[ 
https://issues.apache.org/jira/browse/OAK-5433?page=com.atlassian.jira.plugin.system.issuetabpanels:comment-tabpanel&focusedCommentId=15837602#comment-15837602
 ] 

Stefan Egli commented on OAK-5433:
----------------------------------

Given the setup of oak where the commits can happen at arbitrary speed but the 
downstream observation part is asynchronous, thus goes via queues, we know 
there is the risk that too quick an input speed overwhelms those queues. So I'm 
in favor of some sort of throttling (flow control) of the commits.

Now the question I think comes down to how exactly do we want this flow control 
to look like. I'd like to suggest the following classification:

# indiscriminate stop-the-world approach: this is what the CommitRateLimiter 
currently provides: being part of the commit (synchronously), it temporarily 
blocks any further commit when the queues are too big. It does this independent 
(indiscriminate) of the action that caused the commit
# qualified stop-the-world approach: this is how I interpret the suggested 
Pacing Service: also being part of the commit (thus synchronously) it 
temporarily blocks any further commit, but does that only when certain action 
(qualified) are the cause of the commit. Once a qualified action is identified 
however, the blocking affects all further commits, ie also those done by 
non-suspicious actions.
# (qualified) stop-the-thread approach: this would be an approach whereby only 
the calling thread is blocked, not the whole commit-subsystem. Ideally the 
blocking would happen similar to the Pacing Service, ie dependent on what type 
of action is doing the commit. But the main difference to 2. is that it has no 
side-effects on other threads.

Excerpts from a pointing dataset
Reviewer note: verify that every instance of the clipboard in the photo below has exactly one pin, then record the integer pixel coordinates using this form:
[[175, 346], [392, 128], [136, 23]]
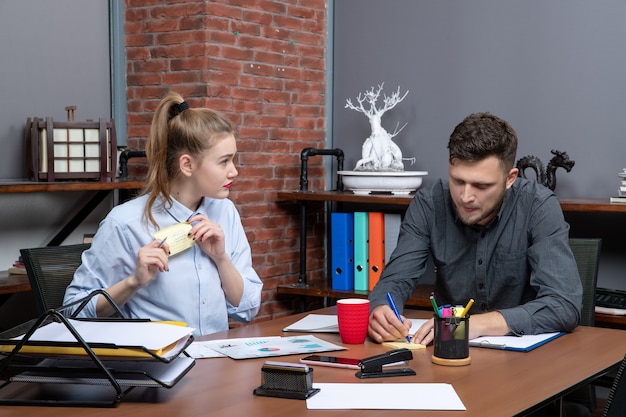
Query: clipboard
[[524, 343]]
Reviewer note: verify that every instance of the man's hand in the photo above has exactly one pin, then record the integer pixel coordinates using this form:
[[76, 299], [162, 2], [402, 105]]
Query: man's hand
[[384, 326]]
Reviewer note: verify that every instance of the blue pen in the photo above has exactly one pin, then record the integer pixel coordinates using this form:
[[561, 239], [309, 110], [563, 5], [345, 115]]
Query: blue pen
[[395, 311]]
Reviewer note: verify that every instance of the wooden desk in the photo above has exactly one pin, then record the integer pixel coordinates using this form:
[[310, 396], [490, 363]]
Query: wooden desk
[[496, 383]]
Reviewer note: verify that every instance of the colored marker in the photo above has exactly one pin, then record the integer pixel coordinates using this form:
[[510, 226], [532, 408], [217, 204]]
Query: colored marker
[[434, 303], [395, 311]]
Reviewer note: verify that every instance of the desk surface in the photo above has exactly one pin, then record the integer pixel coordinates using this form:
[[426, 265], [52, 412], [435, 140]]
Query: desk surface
[[496, 383]]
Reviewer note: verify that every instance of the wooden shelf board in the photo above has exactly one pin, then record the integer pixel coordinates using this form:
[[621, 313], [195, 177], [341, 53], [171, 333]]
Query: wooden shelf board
[[598, 205], [20, 186], [419, 300]]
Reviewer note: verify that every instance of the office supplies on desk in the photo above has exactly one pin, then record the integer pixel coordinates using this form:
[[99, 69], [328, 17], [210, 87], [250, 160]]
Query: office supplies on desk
[[451, 342], [372, 367], [361, 248], [395, 311], [127, 373], [353, 319], [376, 247], [261, 347], [110, 338], [524, 343], [342, 251], [177, 237], [385, 396]]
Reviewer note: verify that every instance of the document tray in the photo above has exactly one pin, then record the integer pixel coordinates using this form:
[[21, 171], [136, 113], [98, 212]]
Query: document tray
[[83, 370]]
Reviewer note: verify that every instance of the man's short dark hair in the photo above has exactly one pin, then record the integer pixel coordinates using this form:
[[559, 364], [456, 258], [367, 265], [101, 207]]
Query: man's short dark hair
[[481, 135]]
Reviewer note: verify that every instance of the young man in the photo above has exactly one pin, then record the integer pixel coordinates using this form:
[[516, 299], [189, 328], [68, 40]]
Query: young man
[[494, 237]]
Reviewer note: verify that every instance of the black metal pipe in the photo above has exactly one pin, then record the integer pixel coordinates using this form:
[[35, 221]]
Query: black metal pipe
[[304, 186], [125, 155]]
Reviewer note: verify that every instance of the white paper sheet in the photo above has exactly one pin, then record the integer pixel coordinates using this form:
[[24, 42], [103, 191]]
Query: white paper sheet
[[151, 335], [261, 347], [385, 397]]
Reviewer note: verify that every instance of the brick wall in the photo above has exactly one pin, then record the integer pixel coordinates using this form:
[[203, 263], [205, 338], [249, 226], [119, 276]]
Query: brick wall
[[262, 64]]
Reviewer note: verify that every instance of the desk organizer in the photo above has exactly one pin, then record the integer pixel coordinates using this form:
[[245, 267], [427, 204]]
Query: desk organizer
[[70, 150], [286, 380], [81, 373]]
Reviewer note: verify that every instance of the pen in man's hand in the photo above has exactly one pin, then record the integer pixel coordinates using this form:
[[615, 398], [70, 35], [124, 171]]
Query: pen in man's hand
[[395, 311], [162, 242]]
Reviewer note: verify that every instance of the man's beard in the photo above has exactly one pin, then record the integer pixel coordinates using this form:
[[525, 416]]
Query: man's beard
[[489, 214]]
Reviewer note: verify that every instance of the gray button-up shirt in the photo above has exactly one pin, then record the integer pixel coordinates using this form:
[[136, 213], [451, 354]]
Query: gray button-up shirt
[[520, 265]]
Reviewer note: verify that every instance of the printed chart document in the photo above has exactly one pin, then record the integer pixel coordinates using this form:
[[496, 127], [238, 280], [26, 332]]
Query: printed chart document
[[260, 347], [126, 373], [524, 343], [337, 396]]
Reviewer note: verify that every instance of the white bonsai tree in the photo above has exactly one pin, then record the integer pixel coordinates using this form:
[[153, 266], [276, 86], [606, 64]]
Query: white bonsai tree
[[379, 152]]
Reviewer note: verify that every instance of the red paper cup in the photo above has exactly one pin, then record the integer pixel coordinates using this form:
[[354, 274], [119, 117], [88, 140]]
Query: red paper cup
[[353, 318]]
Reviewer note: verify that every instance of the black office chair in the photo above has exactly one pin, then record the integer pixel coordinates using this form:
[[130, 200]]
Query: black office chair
[[616, 401], [50, 269], [587, 254]]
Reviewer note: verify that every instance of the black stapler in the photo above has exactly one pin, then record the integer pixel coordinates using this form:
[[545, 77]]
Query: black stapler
[[372, 367]]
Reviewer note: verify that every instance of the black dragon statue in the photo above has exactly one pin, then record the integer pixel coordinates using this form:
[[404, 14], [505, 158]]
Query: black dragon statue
[[547, 177]]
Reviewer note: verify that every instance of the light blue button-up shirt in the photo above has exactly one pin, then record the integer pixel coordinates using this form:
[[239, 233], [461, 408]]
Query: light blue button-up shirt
[[191, 290]]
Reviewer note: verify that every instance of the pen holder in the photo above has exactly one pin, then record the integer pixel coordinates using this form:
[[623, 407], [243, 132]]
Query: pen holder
[[451, 341], [286, 380]]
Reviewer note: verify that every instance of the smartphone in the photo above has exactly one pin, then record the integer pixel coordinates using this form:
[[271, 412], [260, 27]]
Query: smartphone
[[349, 363]]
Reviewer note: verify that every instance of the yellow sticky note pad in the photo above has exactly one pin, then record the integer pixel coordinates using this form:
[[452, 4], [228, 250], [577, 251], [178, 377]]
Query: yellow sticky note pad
[[178, 238], [405, 345]]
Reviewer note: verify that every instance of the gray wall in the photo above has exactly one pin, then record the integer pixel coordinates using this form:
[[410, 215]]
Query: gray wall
[[52, 54], [555, 69]]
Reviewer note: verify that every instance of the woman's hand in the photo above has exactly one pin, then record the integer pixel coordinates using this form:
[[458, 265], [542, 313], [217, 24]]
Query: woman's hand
[[208, 235], [151, 259]]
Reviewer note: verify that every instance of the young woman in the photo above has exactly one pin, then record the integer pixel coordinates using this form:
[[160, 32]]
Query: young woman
[[191, 169]]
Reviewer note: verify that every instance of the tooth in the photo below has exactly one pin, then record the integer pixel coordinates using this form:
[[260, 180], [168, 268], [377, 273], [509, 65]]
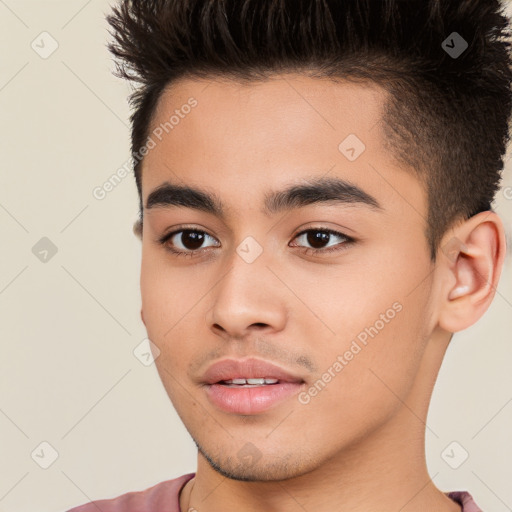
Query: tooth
[[256, 381]]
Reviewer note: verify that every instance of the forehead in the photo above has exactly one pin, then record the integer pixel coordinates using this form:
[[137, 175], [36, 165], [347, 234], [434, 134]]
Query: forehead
[[257, 136]]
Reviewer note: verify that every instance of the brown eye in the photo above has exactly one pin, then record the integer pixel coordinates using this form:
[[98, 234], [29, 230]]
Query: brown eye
[[320, 239], [187, 241]]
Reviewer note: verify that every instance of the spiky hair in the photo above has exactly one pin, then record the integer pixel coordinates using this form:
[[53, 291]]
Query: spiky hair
[[447, 116]]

Set problem => Copy the comment on commit throttling in full, without altering anything. The lines above have no connection to the comment on commit throttling.

Problem solution =>
[ 
https://issues.apache.org/jira/browse/OAK-5433?page=com.atlassian.jira.plugin.system.issuetabpanels:comment-tabpanel&focusedCommentId=15837602#comment-15837602
 ] 

Stefan Egli commented on OAK-5433:
----------------------------------

Given the setup of oak where the commits can happen at arbitrary speed but the 
downstream observation part is asynchronous, thus goes via queues, we know 
there is the risk that too quick an input speed overwhelms those queues. So I'm 
in favor of some sort of throttling (flow control) of the commits.

Now the question I think comes down to how exactly do we want this flow control 
to look like. I'd like to suggest the following classification:

# indiscriminate stop-the-world approach: this is what the CommitRateLimiter 
currently provides: being part of the commit (synchronously), it temporarily 
blocks any further commit when the queues are too big. It does this independent 
(indiscriminate) of the action that caused the commit
# qualified stop-the-world approach: this is how I interpret the suggested 
Pacing Service: also being part of the commit (thus synchronously) it 
temporarily blocks any further commit, but does that only when certain action 
(qualified) are the cause of the commit. Once a qualified action is identified 
however, the blocking affects all further commits, ie also those done by 
non-suspicious actions.
# (qualified) stop-the-thread approach: this would be an approach whereby only 
the calling thread is blocked, not the whole commit-subsystem. Ideally the 
blocking would happen similar to the Pacing Service, ie dependent on what type 
of action is doing the commit. But the main difference to 2. is that it has no 
side-effects on other threads.